• **Source**:

· · · · · · ·

0407. Trapping Rain Water II

https://leetcode.com/problems/trapping-rain-water-ii

Description

Given an m x n integer matrix heightMap representing the height of each unit cell in a 2D elevation map, return the volume of water it can trap after raining.

Example 1:

**Input:** heightMap = [[1,4,3,1,3,2],[3,2,1,3,2,4],[2,3,3,2,3,1]]
**Output:** 4
**Explanation:** After the rain, water is trapped between the blocks.
We have two small pounds 1 and 3 units trapped.
The total volume of water trapped is 4.

Example 2:

**Input:** heightMap = [[3,3,3,3,3],[3,2,2,2,3],[3,2,1,2,3],[3,2,2,2,3],[3,3,3,3,3]]
**Output:** 10

Constraints:

• m == heightMap.length

• n == heightMap[i].length

• 1 <= m, n <= 200

• 0 <= heightMap[i][j] <= 2 * 104

ac

class Solution {
    public int trapRainWater(int[][] heightMap) {
        // edge cases
        if (heightMap.length <= 2 || heightMap[0].length <= 2) return 0;

        int[][] dirs = new int[][]{{0,1},{0,-1},{1,0}, {-1,0}};
        int row = heightMap.length, col = heightMap[0].length;
        boolean[][] visited = new boolean[row][col];
        PriorityQueue<int[]> pq = new PriorityQueue<>((a, b) -> {return heightMap[a[0]][a[1]] - heightMap[b[0]][b[1]];});
        // priority queue, get smallest. start from boarder
        for (int c = 0; c < col; c++) {
            pq.offer(new int[]{0, c}); visited[0][c] = true;
            pq.offer(new int[]{row-1, c}); visited[row-1][c] = true;
        }
        for (int r = 1; r < row-1; r++) {
            pq.offer(new int[]{r, 0}); visited[r][0] = true;
            pq.offer(new int[]{r, col-1});visited[r][col-1] = true;
        }

        // each time process smallest one
        int sum = 0;
        while (!pq.isEmpty()) {
            int[] curr = pq.poll();
            int min = heightMap[curr[0]][curr[1]];
            Queue<int[]> q = new LinkedList<>();
            q.offer(curr);
            while (!q.isEmpty()) {
                int[] curr2 = q.poll();

                // 4 directions
                for (int[] d : dirs) {
                    int r = curr2[0] + d[0];
                    int c = curr2[1] + d[1];
                    if (r < 0 || r >= row || c < 0 || c >= col || visited[r][c]) continue; // out of boundary or visited
                    if (heightMap[r][c] <= min) { // add to sum, add to queue
                        sum += min - heightMap[r][c];
                        q.offer(new int[]{r, c});
                    } else { // greater one, add to pq
                        pq.offer(new int[]{r, c});
                    }
                    visited[r][c] = true; // marked visited
                }
            }
        }

        return sum;
    }
}

/*
The idea is same with https://leetcode.com/problems/trapping-rain-water/description/
just fron 2D to 3D
start from the edge, move smallest inward, when meet smaller one add to sum
visualization: https://www.youtube.com/watch?v=cJayBq38VYw

1) priority queue, start from boarder. 2) poll smallest one, queue BFS, when meet smaller add to sum / add to queue for next, when meet bigger add to priority queue.

· · · · · · ·

• **Entries provided**:
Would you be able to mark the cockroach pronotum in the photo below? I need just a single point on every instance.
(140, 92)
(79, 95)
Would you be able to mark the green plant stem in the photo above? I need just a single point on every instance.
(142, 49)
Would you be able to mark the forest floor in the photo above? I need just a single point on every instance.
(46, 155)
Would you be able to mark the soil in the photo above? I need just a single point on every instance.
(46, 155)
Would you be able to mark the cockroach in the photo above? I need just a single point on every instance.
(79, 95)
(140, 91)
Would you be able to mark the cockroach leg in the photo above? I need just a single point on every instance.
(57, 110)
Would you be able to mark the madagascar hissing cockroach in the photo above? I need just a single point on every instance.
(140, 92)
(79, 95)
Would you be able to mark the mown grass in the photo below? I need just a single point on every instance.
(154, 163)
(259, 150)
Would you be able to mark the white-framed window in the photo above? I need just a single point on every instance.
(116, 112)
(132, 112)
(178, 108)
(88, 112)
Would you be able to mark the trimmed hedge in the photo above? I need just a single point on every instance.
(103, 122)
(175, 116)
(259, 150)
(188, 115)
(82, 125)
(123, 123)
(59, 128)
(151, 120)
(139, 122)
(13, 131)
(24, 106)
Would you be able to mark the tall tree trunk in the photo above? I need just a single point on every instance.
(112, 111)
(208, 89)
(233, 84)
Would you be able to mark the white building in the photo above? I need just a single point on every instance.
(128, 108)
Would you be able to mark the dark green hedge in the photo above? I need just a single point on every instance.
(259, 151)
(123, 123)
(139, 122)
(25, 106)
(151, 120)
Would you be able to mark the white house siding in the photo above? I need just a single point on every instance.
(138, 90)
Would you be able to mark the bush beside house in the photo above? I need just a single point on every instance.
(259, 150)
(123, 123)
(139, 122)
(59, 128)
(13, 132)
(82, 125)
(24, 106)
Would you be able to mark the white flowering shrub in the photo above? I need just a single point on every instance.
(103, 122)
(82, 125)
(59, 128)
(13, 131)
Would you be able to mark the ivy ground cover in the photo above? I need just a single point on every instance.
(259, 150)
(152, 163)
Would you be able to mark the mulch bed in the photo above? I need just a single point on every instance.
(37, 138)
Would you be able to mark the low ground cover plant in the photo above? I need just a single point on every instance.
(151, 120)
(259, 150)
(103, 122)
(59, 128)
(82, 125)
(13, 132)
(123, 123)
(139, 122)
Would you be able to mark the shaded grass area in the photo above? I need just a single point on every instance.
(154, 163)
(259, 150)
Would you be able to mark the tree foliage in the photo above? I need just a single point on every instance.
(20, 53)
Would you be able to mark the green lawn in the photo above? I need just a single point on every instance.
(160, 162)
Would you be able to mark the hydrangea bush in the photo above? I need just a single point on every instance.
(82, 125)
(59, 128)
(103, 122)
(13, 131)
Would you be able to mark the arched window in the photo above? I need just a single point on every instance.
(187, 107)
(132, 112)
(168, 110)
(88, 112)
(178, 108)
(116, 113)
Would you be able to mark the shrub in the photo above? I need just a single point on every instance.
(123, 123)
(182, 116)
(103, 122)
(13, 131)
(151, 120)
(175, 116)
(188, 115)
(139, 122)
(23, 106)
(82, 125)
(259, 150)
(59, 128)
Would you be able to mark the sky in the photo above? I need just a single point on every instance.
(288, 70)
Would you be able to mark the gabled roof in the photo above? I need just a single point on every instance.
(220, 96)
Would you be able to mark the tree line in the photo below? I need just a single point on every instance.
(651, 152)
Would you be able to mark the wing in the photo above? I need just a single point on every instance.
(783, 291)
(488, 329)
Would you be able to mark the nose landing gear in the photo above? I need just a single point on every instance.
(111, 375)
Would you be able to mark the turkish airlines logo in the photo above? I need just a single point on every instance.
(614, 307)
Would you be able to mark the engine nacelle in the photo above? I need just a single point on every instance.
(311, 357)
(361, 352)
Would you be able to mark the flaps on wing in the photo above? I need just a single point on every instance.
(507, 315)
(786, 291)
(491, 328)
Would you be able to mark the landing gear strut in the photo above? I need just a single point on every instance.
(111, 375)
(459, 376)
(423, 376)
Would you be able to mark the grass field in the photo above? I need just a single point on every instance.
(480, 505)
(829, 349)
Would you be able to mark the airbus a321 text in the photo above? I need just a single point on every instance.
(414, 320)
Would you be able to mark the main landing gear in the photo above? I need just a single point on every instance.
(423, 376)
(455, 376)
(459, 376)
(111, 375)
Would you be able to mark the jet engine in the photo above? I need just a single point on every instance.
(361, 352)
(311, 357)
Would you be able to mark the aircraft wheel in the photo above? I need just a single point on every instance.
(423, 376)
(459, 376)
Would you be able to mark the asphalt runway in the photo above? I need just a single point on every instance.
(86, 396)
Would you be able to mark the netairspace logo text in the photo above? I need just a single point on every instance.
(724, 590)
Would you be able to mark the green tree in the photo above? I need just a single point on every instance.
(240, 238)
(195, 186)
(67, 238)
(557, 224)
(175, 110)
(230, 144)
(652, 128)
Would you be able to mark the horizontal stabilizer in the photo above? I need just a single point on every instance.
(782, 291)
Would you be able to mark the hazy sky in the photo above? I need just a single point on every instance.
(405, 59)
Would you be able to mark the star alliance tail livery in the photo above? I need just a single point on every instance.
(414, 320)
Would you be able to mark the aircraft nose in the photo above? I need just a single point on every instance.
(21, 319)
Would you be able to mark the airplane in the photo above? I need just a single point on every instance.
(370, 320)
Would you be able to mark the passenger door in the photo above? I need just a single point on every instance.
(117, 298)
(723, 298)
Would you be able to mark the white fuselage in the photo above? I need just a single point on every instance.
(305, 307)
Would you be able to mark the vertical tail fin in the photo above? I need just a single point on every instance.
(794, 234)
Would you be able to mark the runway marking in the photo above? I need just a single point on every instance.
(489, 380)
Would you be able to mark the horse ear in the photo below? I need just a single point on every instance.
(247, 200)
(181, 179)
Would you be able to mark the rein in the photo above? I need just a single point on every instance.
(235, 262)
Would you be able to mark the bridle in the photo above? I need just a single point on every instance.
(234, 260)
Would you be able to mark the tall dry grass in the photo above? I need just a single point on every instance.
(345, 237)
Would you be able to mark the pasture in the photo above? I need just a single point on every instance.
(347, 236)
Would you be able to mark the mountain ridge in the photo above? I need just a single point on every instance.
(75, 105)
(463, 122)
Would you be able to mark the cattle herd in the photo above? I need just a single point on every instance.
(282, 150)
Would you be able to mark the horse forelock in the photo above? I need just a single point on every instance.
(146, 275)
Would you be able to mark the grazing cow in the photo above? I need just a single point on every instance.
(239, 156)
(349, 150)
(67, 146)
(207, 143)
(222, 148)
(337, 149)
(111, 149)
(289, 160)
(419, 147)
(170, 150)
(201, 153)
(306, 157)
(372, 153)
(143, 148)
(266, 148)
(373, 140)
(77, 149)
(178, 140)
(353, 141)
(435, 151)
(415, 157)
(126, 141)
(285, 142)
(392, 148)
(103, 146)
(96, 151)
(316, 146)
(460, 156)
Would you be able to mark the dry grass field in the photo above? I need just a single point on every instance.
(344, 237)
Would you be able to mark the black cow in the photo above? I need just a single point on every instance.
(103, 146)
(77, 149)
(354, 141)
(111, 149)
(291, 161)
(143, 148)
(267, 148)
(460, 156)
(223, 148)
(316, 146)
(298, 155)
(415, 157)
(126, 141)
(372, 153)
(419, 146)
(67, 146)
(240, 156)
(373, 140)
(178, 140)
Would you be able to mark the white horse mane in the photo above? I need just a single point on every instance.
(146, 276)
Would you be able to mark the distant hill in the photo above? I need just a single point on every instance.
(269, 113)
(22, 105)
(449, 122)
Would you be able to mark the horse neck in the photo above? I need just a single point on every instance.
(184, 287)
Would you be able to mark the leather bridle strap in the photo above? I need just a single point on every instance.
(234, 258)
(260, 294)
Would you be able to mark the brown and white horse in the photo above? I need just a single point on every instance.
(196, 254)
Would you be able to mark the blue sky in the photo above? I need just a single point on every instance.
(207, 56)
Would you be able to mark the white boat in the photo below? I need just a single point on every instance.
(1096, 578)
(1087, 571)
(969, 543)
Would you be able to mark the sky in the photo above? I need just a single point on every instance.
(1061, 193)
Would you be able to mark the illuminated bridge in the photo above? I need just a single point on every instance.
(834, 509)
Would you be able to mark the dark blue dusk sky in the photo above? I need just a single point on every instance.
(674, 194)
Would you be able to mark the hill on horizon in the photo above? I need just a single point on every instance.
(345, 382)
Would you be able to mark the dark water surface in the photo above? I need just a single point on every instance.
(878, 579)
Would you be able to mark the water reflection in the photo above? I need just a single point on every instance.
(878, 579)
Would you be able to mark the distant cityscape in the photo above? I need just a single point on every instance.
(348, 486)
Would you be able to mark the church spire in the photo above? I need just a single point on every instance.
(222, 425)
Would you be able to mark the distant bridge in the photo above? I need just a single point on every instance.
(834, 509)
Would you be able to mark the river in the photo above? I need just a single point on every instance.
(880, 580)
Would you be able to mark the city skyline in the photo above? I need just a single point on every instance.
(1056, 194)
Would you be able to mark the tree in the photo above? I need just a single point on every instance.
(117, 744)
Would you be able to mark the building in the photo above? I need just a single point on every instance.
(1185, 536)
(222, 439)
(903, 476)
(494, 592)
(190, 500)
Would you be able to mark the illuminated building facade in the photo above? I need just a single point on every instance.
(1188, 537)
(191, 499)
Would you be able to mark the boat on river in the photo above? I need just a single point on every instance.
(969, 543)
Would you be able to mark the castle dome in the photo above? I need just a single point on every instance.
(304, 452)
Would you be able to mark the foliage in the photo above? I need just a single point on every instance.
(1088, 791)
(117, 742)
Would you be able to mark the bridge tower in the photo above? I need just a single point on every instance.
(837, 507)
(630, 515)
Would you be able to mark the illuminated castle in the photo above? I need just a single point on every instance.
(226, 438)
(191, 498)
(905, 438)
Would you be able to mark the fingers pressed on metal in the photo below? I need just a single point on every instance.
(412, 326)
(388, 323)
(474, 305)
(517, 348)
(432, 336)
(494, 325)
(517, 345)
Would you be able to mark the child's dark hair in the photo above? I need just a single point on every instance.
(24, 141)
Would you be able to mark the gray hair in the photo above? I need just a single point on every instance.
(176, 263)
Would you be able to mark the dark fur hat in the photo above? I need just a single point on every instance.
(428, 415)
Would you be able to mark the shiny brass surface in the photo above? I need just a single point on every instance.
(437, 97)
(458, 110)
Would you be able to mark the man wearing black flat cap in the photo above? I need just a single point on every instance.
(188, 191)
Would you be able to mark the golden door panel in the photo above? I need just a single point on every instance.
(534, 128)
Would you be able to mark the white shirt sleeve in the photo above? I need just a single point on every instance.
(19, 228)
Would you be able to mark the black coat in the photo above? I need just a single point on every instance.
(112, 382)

· · · · · · ·

• **Exercise set**:
A) List every URL that appears in the Trapping Rain Water II page.
B) Answer these questions about the Trapping Rain Water II page:
(i) What output does Example 2 give?
(ii) What is the upper bound on m and n in the constraints?
(iii) What does trapRainWater return when heightMap has 2 or fewer rows or 2 or fewer columns?

• **Answers per task**:
A)
https://leetcode.com/problems/trapping-rain-water-ii
https://leetcode.com/problems/trapping-rain-water/description/
https://www.youtube.com/watch?v=cJayBq38VYw

B)
(i) 10
(ii) 200
(iii) 0